Written task 1 :: Update the stretch of the Hurricane Sandy article from "Hurricane Sandy, a.k.a." through "the same name.", putting "Halloween Storm" in place of "Frankenstorm".
Written task 2 :: According to the Hurricane Sandy article, how far from the storm's center did its rainbands sprawl?
Written task 3 :: Continue the Hurricane Sandy article from where it stops.

═════ Excerpt provided ═════

Hurricane Sandy, a.k.a. “Frankenstorm”

Frankenstorm

Born in the tropical waters of the Caribbean Sea on October 22, tropical storm “Sandy” gave little early indication of the death and destruction it would cause just a week later. As the storm churned ominously up the Atlantic Coast in the days before Halloween, some weather trackers began calling Hurricane Sandy “Frankenstorm,” because this hurricane looked particularly scary, even monstrous. Days before it made landfall Monday night, meteorologists warned Sandy might be even more destructive than the infamous “perfect storm” that hammered New England in 1991. That storm became the subject of the popular book and disaster movie of the same name.

There were good reasons to be worried about Frankenstorm, a.k.a. “Perfect Storm II.” For starters, Sandy was taking aim at the much more densely populated New York/New Jersey region. In addition, satellite images showed the storm was unusually broad. Although its sustained winds were clocked at “only” 90 miles per hour, the hurricane’s huge rainbands sprawled out nearly 500 miles from its center as it took aim at the coast. But satellites spotted something else that made the situation even more frightful. Sandy was about to collide head-on with a powerful wintry storm system marching eastward across the United States. On top of that, a strong blast of bitter cold air was plunging south from the Arctic. The merger of all three powerful air masses soon created a hybrid “superstorm” with mind-boggling damage potential.

═════ Recorded data ═════

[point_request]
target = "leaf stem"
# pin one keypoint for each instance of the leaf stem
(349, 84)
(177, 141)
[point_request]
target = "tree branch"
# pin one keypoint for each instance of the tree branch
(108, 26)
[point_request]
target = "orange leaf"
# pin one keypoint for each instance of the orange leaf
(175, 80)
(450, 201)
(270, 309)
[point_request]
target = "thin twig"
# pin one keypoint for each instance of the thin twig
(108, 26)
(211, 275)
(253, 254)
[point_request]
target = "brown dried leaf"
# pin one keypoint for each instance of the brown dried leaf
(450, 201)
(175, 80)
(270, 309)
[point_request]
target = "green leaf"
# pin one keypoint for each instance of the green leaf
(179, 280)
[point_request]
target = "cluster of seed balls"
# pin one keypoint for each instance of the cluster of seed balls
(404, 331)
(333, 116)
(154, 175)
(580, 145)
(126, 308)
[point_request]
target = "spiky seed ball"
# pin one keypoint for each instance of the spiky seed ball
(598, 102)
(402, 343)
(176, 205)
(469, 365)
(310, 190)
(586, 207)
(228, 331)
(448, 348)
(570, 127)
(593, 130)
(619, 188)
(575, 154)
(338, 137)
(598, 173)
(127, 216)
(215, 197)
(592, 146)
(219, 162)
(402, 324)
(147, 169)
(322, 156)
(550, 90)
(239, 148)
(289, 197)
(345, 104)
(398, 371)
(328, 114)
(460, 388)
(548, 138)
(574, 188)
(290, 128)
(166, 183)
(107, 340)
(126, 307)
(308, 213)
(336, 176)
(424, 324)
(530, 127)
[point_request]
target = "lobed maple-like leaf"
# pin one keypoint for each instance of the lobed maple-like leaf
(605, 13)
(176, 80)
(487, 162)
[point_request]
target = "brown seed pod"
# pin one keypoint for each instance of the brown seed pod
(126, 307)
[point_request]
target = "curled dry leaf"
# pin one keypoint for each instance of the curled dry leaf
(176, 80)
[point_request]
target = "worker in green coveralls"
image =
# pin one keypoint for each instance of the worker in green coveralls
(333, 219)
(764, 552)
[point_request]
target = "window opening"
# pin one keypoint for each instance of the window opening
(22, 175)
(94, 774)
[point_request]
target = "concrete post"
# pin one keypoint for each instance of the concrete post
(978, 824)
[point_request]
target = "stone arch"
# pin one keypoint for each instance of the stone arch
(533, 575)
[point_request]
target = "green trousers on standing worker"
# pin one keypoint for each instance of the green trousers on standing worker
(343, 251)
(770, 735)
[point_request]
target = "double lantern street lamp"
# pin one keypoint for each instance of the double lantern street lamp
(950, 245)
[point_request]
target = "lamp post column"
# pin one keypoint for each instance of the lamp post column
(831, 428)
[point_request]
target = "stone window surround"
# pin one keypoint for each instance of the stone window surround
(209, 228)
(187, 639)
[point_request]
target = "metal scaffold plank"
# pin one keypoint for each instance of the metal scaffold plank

═════

Response 1 ::
Hurricane Sandy, a.k.a. “Halloween Storm”

Halloween Storm

Born in the tropical waters of the Caribbean Sea on October 22, tropical storm “Sandy” gave little early indication of the death and destruction it would cause just a week later. As the storm churned ominously up the Atlantic Coast in the days before Halloween, some weather trackers began calling Hurricane Sandy “Halloween Storm,” because this hurricane looked particularly scary, even monstrous. Days before it made landfall Monday night, meteorologists warned Sandy might be even more destructive than the infamous “perfect storm” that hammered New England in 1991. That storm became the subject of the popular book and disaster movie of the same name.

Response 2 :: Nearly 500 miles.

Response 3 ::
An Unexpected Track

Most hurricanes that churn up the Atlantic Coast eventually (between 30 and 60 degrees N latitude) are steered by prevailing westerly winds and veer to the northeast, away from land. But Sandy chugged to the north then suddenly twisted towards the Atlantic Coast. Why? A massive wall of high pressure known as a “blocking high” was unluckily parked out in the North Atlantic south of Greenland. Though not uncommon, it was an unusually intense one for this time of year. Like a huge invisible rock in the sky, the stubborn high pressure area kept the westerlies from pushing Sandy out to sea and helped nudge it in the opposite direction, as shown in this NASA time-lapse image. Sustained winds of 60+ mph lashed the coast.

A high pressure system to the northeast prevented Sandy from tracking in that direction, as hurricanes usually do at this time of year. Instead, the enormous cyclone turned toward the Jersey Shore. (Credit: ISRO/NASA/JPL-Caltech)

Full Moon Storm Surge

A hurricane’s fierce winds and low pressure whip up ocean (or lake) water into what’s called a storm surge (Technically, a storm surge is the water’s height above the normal tide level). It didn’t help that its arrival was timed perfectly for the full moon, when tides are at their monthly peak. For example, some shoreline areas in the Mid-Atlantic states normally have a tidal range (the difference between low tide and high tide) of 2–3 feet during half moons. However, during full (and new) moons, the tidal range can reach 5–6 feet. Storm surges of over 10 feet were predicted for some areas, which would increase the height of incoming water by 15-16 feet during a full moon.

Sandy’s timing couldn’t have been worse. The storm pummeled the coastline at two different high tides that were already enhanced by the full moon.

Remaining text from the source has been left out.